• What you need to do:
Rewrite the records from the start up to and including the line with "[498,225,512,320]", changing every "umbrella" to "parasol" and leaving all else unchanged. Leave the pictures out of your answer.

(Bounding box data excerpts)

# # # # #

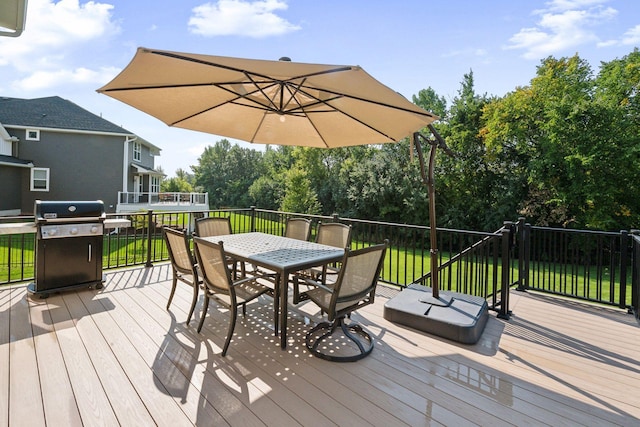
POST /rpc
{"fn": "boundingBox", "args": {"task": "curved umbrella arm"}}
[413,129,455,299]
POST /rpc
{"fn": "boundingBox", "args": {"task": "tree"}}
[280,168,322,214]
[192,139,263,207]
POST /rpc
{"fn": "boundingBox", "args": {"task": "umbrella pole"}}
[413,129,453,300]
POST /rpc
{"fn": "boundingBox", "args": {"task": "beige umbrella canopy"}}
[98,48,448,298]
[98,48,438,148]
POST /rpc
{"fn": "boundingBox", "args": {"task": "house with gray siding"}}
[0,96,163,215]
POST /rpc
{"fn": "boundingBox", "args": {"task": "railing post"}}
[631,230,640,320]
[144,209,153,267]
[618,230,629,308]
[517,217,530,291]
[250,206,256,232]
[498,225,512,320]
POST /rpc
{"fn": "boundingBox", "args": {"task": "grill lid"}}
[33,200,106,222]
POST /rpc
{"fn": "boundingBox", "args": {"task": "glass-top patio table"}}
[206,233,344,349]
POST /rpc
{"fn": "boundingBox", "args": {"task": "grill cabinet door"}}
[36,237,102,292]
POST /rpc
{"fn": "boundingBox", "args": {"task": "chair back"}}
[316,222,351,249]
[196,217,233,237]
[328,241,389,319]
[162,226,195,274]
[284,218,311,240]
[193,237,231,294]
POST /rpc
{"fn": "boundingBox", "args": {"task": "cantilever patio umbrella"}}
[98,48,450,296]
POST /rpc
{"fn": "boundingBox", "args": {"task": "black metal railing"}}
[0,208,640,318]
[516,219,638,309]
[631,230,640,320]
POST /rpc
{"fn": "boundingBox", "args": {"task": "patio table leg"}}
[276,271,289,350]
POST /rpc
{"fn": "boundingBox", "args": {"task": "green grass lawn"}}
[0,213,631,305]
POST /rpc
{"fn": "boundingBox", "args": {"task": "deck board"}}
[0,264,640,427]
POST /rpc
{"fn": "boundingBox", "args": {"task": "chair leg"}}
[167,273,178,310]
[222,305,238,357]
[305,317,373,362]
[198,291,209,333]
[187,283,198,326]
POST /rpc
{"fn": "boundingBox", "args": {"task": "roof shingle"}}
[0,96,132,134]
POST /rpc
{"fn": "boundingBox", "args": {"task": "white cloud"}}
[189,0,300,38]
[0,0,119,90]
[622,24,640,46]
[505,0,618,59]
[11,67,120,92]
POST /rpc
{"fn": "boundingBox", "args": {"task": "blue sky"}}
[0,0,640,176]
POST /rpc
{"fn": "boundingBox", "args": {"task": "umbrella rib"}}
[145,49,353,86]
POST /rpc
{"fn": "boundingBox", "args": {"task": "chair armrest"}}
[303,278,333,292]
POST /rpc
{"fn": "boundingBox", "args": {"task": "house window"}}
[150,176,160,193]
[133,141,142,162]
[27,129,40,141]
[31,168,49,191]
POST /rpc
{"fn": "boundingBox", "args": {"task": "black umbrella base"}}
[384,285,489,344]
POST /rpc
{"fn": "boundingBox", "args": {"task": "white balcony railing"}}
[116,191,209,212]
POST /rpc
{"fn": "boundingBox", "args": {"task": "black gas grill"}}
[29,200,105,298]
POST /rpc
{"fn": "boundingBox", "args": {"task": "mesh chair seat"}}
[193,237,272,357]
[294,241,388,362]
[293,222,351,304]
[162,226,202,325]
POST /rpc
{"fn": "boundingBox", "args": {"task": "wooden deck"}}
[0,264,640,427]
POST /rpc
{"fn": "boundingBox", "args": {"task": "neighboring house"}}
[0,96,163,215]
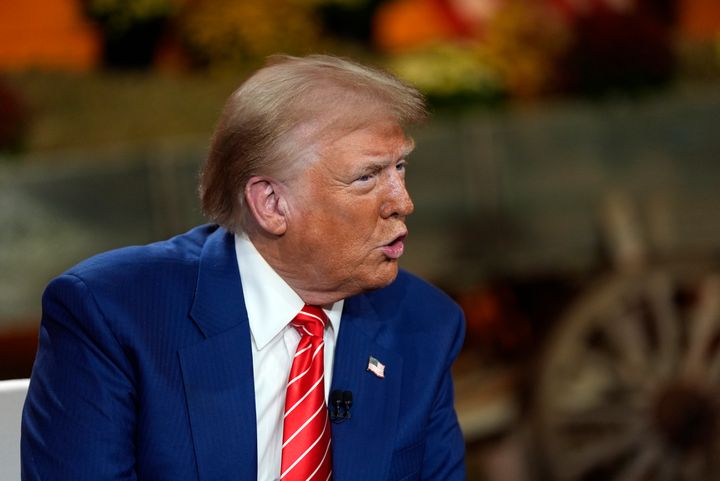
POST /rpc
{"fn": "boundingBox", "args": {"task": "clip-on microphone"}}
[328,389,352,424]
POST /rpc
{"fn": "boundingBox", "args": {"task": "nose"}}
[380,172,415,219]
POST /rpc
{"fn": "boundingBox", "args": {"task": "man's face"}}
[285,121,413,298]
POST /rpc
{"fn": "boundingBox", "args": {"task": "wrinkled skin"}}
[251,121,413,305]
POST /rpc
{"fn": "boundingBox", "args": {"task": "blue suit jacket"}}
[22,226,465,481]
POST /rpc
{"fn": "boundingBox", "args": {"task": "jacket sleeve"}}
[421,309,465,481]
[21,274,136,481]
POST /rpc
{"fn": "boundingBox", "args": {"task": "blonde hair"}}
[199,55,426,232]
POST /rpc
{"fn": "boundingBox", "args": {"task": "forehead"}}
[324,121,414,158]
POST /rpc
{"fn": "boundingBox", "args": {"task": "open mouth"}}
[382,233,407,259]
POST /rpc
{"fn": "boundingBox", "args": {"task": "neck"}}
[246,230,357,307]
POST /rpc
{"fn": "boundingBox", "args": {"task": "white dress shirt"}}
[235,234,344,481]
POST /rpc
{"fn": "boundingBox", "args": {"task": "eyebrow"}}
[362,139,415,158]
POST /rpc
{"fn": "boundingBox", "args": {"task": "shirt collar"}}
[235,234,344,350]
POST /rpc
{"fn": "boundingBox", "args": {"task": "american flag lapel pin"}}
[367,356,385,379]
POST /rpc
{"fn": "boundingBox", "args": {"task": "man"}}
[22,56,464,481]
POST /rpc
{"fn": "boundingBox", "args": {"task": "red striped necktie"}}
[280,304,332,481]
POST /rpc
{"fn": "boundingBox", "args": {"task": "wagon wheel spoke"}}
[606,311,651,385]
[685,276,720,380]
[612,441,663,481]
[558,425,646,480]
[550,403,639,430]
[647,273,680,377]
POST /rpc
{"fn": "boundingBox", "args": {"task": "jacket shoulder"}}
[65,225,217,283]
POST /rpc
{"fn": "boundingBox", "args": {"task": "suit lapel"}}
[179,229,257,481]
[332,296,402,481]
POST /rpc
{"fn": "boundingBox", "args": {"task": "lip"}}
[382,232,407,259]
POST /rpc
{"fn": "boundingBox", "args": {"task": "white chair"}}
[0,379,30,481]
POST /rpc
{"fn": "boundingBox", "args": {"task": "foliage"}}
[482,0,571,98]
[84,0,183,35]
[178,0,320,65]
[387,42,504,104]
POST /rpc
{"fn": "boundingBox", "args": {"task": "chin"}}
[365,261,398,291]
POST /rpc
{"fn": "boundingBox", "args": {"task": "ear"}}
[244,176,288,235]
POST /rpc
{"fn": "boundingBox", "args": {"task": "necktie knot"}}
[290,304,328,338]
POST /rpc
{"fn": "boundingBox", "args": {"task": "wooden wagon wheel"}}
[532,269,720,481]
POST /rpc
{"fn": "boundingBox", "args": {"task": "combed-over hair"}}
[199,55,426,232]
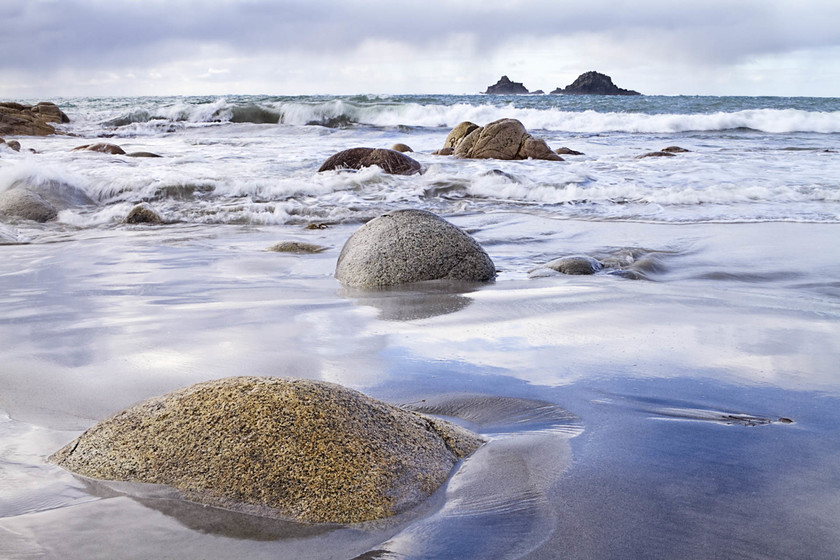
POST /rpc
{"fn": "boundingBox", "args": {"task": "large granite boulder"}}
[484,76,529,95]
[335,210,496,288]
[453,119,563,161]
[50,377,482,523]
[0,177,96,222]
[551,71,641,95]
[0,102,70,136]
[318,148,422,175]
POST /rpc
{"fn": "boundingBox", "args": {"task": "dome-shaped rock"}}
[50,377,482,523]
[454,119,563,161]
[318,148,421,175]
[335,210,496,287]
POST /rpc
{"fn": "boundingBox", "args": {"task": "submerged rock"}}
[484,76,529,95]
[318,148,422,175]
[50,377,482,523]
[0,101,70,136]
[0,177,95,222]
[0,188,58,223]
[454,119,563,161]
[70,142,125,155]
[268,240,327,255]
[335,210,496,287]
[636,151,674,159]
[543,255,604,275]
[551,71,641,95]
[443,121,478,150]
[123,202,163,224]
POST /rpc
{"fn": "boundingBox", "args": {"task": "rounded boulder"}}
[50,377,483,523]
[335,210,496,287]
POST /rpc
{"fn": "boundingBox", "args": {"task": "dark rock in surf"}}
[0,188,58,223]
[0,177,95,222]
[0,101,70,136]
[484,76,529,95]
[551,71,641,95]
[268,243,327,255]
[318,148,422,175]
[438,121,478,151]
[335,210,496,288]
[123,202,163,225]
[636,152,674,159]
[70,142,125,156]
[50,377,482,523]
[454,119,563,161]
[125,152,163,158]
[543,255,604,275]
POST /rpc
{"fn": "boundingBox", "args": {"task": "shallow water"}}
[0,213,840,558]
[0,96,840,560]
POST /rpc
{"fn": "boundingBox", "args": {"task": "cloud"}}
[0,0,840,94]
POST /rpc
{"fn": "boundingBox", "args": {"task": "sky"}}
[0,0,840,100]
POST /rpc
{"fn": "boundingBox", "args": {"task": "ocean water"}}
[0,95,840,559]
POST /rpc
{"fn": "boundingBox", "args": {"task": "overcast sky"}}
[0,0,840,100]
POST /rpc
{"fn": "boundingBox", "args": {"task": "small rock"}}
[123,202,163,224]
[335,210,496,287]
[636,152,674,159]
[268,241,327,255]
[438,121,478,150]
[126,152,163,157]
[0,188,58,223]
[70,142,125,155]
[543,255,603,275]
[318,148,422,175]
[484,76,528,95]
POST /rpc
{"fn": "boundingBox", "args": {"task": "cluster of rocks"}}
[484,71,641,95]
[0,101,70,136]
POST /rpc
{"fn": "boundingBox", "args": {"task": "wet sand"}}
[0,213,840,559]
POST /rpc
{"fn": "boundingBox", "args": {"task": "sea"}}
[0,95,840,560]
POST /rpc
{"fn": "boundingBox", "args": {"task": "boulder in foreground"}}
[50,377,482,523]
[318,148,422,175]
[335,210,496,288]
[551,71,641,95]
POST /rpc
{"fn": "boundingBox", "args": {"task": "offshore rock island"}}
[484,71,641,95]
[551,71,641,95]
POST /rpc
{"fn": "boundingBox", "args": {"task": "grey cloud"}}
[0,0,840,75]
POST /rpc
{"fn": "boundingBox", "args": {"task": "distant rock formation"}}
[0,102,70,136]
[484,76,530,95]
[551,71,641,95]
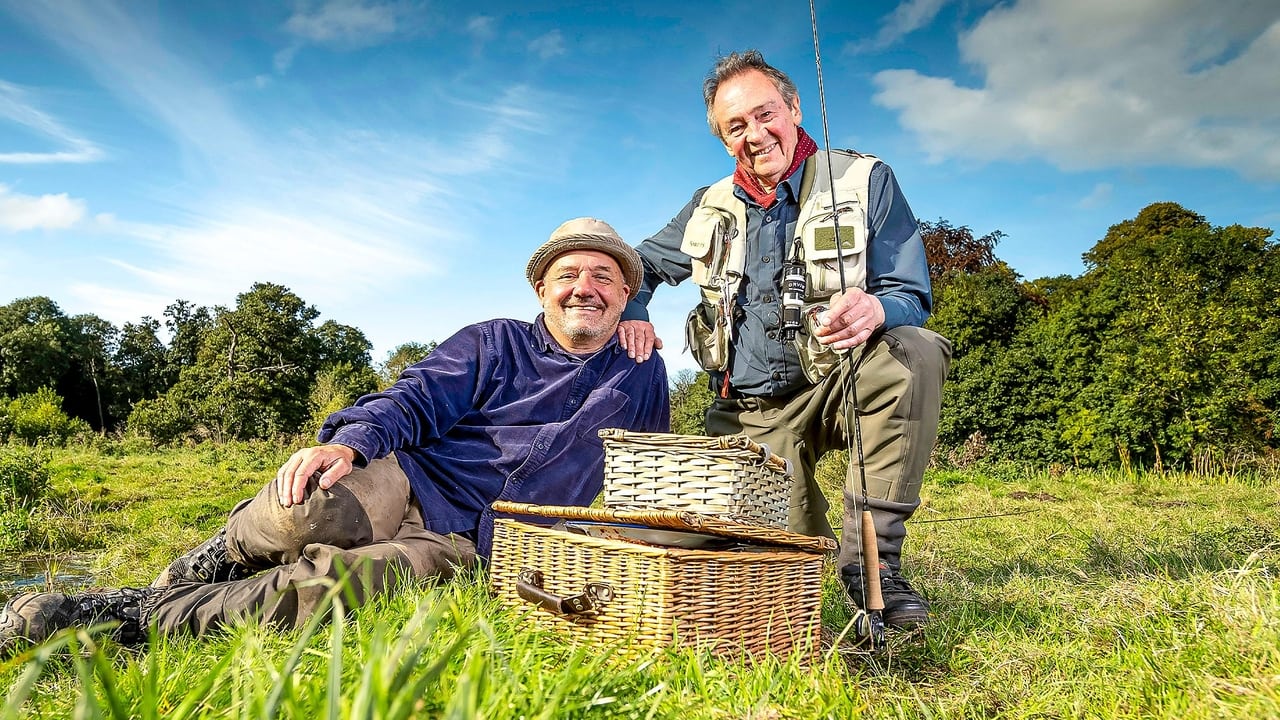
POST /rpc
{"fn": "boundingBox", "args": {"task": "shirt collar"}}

# # # # #

• Expected output:
POST /rpc
{"fn": "boundingBox", "args": {"task": "curved parasol arm"}}
[413,129,455,299]
POST /rpc
{"fn": "boundingBox", "args": {"task": "tree"}}
[280,168,322,214]
[192,139,263,207]
POST /rpc
{"fn": "boundingBox", "args": {"task": "parasol pole"}}
[413,129,453,300]
POST /rpc
{"fn": "boundingBox", "args": {"task": "beige parasol canopy"}}
[98,48,448,298]
[98,48,438,148]
POST /rpc
{"fn": "boundingBox", "args": {"task": "house with gray siding"}}
[0,96,163,215]
POST /rpc
{"fn": "boundingBox", "args": {"task": "railing post"}}
[631,230,640,320]
[144,209,153,267]
[618,230,629,308]
[517,217,530,291]
[250,206,256,232]
[498,225,512,320]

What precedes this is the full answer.